MATERIAL PROVIDED —
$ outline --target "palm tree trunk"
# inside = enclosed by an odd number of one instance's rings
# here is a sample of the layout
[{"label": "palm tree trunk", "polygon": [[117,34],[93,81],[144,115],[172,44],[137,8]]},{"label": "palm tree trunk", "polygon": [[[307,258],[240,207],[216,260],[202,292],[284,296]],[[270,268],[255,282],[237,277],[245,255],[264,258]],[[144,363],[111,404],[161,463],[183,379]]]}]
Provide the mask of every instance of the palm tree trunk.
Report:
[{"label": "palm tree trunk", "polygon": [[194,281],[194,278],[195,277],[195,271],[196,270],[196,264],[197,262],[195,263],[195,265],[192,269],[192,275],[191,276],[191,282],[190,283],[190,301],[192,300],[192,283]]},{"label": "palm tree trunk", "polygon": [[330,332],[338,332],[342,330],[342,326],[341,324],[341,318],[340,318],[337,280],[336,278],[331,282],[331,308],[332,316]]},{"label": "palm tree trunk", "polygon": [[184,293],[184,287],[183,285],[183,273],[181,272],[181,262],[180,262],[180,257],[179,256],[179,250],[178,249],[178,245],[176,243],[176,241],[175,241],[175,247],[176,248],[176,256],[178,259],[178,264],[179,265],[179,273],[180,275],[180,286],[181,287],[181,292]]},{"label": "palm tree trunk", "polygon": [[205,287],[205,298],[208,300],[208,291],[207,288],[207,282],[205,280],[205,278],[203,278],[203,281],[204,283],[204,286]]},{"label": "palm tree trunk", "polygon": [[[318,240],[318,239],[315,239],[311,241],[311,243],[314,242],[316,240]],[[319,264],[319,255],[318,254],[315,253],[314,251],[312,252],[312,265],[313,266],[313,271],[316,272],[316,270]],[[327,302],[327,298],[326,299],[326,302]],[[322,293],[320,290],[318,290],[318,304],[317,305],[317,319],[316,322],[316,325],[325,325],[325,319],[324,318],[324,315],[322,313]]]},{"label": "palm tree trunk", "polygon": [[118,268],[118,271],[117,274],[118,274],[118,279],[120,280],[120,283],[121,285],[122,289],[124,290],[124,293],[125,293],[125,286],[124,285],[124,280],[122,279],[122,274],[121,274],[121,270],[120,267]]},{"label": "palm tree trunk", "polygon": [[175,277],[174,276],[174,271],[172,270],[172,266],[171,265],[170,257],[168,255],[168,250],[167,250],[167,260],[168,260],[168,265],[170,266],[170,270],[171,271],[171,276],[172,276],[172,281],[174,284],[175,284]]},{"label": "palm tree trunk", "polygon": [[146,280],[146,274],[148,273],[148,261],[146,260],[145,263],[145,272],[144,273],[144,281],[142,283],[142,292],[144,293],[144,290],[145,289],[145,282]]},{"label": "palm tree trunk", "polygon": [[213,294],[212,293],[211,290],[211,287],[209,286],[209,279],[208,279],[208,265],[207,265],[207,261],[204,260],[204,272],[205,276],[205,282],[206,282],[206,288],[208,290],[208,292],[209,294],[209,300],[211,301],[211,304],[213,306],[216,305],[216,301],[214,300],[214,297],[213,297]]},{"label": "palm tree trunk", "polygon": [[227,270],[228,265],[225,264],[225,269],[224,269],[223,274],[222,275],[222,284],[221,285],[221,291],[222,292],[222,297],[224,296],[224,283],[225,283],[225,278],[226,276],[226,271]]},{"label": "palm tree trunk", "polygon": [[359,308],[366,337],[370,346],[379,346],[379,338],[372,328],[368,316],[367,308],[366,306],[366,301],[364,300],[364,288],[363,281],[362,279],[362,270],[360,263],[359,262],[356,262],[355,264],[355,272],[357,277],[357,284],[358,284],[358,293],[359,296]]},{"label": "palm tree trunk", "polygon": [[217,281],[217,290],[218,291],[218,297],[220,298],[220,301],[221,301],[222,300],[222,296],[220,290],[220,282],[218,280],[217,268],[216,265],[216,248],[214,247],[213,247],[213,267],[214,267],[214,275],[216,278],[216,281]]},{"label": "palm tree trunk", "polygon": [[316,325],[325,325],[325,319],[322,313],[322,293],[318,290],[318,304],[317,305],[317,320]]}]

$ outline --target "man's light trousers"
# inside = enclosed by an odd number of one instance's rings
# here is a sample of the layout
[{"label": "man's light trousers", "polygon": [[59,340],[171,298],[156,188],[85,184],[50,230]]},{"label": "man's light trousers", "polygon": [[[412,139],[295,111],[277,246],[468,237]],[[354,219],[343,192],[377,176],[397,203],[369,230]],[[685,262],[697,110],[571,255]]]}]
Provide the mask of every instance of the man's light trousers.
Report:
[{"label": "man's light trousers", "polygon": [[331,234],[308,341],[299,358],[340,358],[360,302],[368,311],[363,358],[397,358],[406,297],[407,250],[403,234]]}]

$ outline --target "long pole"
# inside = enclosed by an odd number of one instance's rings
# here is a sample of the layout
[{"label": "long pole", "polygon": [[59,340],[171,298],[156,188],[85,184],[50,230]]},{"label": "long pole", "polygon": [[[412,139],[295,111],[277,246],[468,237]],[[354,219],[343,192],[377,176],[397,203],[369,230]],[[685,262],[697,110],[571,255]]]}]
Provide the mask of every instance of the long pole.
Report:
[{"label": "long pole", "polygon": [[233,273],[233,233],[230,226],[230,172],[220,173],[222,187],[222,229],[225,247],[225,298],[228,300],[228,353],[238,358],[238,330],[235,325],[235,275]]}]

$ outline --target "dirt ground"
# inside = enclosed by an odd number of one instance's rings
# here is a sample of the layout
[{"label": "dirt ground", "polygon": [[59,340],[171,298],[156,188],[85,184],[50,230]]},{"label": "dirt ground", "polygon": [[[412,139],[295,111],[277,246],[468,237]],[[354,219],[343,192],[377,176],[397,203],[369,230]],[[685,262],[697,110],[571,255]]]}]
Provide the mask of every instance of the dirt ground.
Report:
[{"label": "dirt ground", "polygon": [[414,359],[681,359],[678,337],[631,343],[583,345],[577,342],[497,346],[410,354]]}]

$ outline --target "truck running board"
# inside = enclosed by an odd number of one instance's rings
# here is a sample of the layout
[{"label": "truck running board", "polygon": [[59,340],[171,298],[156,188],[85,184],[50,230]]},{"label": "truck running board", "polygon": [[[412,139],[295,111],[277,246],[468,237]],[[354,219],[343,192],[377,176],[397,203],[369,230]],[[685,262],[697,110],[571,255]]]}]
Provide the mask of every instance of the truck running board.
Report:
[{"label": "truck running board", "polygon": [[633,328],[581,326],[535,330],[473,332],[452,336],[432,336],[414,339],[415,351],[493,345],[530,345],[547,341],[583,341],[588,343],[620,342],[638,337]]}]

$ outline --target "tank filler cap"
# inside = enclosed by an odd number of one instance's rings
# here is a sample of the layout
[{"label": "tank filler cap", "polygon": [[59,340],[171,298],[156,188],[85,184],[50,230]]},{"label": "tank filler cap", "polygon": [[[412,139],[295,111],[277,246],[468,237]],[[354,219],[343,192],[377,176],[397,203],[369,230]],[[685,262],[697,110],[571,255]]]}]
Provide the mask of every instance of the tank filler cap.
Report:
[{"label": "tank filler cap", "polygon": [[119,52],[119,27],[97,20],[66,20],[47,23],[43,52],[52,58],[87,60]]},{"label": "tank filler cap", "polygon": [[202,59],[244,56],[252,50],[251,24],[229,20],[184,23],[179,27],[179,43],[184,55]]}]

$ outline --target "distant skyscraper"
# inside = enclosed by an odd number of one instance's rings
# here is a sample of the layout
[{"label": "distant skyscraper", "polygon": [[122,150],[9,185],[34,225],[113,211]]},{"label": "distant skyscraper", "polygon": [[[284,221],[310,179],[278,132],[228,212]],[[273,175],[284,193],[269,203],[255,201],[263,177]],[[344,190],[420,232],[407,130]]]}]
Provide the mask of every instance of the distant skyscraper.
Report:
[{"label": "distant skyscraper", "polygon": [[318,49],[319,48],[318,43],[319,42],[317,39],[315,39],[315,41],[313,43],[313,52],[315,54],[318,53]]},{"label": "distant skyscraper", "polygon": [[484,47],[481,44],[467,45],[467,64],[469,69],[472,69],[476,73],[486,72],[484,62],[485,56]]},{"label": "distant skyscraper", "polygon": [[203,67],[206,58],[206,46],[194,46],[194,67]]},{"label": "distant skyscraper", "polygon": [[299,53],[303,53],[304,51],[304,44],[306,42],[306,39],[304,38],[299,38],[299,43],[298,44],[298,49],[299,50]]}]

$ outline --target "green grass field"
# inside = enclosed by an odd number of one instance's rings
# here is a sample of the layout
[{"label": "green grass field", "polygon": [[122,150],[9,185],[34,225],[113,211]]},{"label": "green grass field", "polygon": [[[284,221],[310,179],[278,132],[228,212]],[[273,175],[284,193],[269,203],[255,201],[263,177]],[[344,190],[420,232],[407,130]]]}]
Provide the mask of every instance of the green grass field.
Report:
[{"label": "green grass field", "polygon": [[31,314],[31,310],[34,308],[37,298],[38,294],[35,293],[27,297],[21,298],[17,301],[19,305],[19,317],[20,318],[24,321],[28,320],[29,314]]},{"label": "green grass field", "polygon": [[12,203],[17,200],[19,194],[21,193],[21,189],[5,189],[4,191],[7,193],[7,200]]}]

INSTRUCTIONS TO FOLLOW —
How many lines of the listing contain the string "field"? Reply with the number alone.

WRITTEN ANSWER —
4